>> Start Given data

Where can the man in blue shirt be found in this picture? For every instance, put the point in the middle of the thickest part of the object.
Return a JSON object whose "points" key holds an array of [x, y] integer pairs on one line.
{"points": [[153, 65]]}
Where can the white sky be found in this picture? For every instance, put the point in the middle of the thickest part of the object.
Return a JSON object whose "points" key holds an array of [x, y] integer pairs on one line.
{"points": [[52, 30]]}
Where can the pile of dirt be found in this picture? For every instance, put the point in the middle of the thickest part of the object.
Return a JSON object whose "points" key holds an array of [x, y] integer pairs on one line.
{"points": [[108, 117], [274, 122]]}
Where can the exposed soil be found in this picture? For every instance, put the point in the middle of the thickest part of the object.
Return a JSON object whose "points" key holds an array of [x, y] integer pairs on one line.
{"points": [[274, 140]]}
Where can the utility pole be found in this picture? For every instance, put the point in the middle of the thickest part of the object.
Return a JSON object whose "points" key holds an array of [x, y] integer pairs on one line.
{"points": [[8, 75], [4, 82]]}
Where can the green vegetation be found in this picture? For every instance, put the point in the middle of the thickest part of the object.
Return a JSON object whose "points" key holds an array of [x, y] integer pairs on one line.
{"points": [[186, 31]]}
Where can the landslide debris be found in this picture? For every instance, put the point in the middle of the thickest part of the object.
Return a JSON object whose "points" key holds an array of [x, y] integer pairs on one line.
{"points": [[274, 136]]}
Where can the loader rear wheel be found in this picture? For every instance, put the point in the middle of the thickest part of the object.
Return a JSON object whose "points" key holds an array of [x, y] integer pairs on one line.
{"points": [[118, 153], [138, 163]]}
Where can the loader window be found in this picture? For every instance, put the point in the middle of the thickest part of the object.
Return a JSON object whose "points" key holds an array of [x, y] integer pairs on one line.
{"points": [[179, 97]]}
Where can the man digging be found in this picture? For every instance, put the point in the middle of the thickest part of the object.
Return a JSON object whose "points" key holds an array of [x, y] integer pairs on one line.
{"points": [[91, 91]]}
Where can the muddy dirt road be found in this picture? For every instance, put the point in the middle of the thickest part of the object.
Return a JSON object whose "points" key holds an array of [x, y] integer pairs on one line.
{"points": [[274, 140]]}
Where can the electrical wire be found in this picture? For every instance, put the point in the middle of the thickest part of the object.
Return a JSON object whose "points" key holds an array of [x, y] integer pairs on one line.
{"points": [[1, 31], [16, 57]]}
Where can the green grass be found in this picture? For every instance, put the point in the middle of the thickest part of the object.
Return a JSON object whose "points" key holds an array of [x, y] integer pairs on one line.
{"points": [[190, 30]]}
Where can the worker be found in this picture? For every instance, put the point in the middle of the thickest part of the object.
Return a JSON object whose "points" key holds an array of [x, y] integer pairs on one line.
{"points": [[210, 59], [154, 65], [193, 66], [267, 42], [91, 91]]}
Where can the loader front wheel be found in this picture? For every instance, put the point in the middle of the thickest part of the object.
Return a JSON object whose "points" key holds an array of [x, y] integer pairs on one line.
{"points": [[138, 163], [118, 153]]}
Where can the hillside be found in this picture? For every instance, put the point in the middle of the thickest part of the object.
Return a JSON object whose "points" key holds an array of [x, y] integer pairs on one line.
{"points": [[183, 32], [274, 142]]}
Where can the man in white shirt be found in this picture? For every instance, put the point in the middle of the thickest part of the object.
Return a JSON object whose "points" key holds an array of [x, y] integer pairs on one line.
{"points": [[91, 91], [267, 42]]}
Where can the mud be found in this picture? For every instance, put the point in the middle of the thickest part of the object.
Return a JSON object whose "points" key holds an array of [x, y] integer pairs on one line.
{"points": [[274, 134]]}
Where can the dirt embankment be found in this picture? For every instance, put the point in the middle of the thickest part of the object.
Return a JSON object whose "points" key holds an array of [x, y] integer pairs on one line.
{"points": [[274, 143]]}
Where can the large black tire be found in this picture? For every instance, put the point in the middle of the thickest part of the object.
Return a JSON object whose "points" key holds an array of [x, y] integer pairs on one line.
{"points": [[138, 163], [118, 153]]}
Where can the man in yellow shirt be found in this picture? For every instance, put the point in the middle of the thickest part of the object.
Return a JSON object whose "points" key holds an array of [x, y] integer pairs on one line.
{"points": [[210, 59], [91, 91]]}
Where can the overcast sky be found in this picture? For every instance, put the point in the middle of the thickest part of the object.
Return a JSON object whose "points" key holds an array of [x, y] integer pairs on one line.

>> End Given data
>> Start Given data

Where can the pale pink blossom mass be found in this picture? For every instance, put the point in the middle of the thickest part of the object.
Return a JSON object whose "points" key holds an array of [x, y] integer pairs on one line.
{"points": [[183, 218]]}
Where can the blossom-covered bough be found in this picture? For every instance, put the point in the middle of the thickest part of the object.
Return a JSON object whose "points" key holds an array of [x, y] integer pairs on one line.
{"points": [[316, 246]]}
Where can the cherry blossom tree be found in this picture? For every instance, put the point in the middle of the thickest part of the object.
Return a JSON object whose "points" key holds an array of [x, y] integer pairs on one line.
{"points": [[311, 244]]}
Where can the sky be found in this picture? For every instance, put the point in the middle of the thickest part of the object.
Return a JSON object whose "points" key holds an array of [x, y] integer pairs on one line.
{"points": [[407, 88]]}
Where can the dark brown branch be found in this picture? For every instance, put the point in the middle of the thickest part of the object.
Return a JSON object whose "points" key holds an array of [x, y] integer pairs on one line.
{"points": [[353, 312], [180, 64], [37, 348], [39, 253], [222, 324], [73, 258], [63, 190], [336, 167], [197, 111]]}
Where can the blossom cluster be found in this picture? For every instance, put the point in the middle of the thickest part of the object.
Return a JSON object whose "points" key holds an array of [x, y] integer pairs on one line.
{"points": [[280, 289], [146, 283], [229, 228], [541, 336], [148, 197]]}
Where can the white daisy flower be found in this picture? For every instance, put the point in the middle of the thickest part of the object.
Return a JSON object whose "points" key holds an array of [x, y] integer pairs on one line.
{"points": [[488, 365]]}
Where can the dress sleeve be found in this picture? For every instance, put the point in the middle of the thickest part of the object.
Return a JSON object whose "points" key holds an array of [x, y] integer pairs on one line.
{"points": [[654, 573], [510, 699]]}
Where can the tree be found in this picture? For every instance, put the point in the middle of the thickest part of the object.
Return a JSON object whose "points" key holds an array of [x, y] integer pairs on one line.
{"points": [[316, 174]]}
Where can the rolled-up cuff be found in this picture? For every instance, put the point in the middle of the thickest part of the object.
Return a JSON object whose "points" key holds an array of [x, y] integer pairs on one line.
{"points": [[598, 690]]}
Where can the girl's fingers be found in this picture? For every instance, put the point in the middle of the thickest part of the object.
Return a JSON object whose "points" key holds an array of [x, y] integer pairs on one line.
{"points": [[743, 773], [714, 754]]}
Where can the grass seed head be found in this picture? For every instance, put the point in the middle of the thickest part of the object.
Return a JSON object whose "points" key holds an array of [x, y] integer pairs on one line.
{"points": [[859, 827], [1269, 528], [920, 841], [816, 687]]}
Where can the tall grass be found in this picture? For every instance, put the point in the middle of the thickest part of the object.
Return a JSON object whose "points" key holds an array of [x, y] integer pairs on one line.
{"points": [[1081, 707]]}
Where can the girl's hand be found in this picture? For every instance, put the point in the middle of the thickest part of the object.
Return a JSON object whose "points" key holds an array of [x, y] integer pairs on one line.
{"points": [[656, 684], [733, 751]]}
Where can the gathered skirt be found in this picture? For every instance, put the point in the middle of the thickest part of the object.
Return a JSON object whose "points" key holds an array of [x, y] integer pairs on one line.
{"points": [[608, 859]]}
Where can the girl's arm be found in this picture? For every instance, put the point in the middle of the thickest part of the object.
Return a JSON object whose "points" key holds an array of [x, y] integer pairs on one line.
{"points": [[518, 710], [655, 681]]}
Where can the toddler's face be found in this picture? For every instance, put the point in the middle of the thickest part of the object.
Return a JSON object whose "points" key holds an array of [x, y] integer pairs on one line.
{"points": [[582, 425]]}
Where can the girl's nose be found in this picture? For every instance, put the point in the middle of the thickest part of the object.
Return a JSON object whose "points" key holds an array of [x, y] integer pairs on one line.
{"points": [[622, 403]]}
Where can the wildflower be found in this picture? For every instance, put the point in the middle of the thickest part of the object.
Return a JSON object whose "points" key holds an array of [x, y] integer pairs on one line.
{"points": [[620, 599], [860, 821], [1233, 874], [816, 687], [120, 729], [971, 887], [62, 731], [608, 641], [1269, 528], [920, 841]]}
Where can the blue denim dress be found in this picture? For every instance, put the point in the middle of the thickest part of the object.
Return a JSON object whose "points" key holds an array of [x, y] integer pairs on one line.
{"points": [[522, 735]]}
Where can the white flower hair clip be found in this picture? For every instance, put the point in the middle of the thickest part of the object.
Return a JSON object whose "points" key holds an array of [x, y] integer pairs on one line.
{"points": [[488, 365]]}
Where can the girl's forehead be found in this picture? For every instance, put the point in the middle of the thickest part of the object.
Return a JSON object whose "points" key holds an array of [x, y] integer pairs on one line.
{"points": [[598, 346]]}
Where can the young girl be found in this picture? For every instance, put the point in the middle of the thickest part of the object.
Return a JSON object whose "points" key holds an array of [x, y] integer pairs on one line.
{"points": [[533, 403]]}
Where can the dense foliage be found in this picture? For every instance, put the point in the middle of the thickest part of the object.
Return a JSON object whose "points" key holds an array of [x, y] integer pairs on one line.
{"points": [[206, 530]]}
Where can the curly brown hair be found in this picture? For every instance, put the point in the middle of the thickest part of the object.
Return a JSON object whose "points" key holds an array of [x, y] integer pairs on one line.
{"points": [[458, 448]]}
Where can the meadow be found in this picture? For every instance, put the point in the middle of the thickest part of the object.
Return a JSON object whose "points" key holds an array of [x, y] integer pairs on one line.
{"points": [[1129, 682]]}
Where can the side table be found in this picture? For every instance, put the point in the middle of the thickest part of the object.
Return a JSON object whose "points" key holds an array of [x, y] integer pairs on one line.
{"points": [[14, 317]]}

>> End Given data

Directive
Pull out every line in the entries above that contains the word "loader", matching case exactly.

Complete output
Where can the loader rear wheel be found in this picture? For every instance, put the point in the middle of the thickest part of the object.
Where can the loader window be found in this picture? For every instance, put the point in the middle of the thickest part of the object.
Where can the loader front wheel be found in this picture? For every instance, put the point in the middle of the thickest part of the object.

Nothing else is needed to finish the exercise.